• To do:
Copy all lines below containing "black".

• Data excerpts:
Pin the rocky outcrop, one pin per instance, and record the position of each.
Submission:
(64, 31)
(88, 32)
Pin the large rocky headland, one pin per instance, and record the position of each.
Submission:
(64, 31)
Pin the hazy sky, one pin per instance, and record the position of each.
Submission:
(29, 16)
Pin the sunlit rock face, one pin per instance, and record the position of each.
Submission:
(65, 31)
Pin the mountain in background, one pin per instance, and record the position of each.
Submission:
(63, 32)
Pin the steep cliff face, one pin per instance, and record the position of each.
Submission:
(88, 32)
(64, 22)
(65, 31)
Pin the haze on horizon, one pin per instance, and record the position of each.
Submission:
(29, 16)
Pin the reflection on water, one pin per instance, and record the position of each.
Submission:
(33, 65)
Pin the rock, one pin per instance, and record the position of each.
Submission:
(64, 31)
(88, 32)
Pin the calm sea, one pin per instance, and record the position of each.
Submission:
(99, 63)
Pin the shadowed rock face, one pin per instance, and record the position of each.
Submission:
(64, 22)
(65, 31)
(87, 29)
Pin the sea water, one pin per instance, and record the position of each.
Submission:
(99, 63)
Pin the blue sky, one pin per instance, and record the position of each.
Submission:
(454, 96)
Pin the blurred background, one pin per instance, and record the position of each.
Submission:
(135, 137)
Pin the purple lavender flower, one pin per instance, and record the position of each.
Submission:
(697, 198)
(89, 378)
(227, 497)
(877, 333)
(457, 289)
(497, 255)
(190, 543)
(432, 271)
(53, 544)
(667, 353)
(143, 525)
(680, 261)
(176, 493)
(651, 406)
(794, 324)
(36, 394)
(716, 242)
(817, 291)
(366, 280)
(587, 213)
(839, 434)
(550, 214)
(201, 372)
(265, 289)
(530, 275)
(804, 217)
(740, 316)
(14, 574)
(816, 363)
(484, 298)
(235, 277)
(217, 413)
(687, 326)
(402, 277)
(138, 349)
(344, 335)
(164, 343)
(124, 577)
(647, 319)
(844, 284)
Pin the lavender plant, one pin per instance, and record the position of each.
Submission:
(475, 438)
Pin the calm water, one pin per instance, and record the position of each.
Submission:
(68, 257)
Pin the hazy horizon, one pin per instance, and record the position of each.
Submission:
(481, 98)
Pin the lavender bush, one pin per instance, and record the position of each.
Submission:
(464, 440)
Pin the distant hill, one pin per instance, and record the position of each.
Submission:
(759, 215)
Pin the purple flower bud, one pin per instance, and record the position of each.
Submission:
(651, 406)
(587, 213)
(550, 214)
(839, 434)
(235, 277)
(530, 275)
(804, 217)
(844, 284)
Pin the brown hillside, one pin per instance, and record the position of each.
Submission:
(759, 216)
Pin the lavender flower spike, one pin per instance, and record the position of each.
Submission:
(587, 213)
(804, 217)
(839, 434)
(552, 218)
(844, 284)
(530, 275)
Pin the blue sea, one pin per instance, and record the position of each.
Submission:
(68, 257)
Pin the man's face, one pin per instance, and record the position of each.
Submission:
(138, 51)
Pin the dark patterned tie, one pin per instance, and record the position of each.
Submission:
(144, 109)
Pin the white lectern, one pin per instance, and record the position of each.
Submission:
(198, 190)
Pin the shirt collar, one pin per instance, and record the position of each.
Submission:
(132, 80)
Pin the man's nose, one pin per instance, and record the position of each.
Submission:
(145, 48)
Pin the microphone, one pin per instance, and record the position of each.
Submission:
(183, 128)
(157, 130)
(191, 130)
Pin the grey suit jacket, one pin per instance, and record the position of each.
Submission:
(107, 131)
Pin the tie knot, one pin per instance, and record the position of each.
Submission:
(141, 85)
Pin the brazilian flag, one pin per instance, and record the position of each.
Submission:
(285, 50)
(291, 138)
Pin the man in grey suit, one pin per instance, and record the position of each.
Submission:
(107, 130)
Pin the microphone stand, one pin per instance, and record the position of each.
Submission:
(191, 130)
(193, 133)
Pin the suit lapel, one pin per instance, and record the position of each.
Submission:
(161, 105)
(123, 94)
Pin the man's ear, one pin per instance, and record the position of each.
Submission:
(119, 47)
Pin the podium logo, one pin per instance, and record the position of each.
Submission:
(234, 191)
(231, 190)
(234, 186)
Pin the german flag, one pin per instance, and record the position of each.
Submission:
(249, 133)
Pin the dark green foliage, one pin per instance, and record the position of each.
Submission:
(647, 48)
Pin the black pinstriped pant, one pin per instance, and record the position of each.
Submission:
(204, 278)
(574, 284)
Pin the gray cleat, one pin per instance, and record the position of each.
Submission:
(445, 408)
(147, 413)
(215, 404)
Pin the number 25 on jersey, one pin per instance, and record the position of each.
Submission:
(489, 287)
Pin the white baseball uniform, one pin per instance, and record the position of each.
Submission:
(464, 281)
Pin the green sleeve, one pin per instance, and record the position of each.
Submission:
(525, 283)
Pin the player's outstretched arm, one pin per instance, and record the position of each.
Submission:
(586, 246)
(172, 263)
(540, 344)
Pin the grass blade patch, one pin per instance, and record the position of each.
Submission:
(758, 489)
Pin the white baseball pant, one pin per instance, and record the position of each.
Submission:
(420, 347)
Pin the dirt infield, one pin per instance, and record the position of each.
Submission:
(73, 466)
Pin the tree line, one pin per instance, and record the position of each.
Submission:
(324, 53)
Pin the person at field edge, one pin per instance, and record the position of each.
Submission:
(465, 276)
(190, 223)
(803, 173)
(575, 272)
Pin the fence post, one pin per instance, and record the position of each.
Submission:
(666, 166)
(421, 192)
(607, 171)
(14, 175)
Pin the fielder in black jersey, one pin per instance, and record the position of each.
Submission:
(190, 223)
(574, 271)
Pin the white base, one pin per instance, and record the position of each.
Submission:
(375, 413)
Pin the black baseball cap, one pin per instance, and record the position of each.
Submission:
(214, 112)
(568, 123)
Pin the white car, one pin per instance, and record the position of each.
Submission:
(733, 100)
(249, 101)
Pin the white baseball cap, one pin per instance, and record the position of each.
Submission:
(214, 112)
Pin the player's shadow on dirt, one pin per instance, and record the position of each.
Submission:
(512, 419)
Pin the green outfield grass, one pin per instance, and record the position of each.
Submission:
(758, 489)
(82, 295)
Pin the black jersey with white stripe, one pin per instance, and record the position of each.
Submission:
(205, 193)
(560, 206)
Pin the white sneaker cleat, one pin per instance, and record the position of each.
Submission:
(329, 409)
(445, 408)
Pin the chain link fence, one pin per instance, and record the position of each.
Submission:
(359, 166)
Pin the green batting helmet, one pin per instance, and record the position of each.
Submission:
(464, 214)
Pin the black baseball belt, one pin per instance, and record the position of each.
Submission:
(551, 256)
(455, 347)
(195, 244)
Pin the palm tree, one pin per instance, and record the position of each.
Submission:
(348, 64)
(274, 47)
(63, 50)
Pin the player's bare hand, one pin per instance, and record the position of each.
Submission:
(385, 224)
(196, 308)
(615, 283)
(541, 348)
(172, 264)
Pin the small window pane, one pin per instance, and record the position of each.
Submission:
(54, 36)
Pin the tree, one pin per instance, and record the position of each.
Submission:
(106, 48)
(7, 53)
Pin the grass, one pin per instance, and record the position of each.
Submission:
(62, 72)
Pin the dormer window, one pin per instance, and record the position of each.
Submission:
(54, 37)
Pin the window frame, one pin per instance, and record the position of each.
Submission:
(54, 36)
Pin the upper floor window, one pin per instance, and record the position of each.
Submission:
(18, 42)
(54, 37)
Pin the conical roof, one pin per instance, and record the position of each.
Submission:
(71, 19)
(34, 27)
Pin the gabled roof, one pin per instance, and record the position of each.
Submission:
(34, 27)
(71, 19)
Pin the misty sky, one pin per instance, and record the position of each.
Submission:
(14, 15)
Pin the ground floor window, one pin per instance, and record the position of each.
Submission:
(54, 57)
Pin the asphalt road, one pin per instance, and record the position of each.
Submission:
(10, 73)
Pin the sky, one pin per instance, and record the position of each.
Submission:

• Reply:
Pin the black pinstriped pant, one pin per instance, and record the position of each.
Pin the fielder in black jersey, one pin per instance, and record the position of each.
Pin the black baseball cap, one pin per instance, and record the position of each.
Pin the black jersey with white stripe, one pin per instance, and record the position of each.
Pin the black baseball belt, one pin per instance, and record the position of each.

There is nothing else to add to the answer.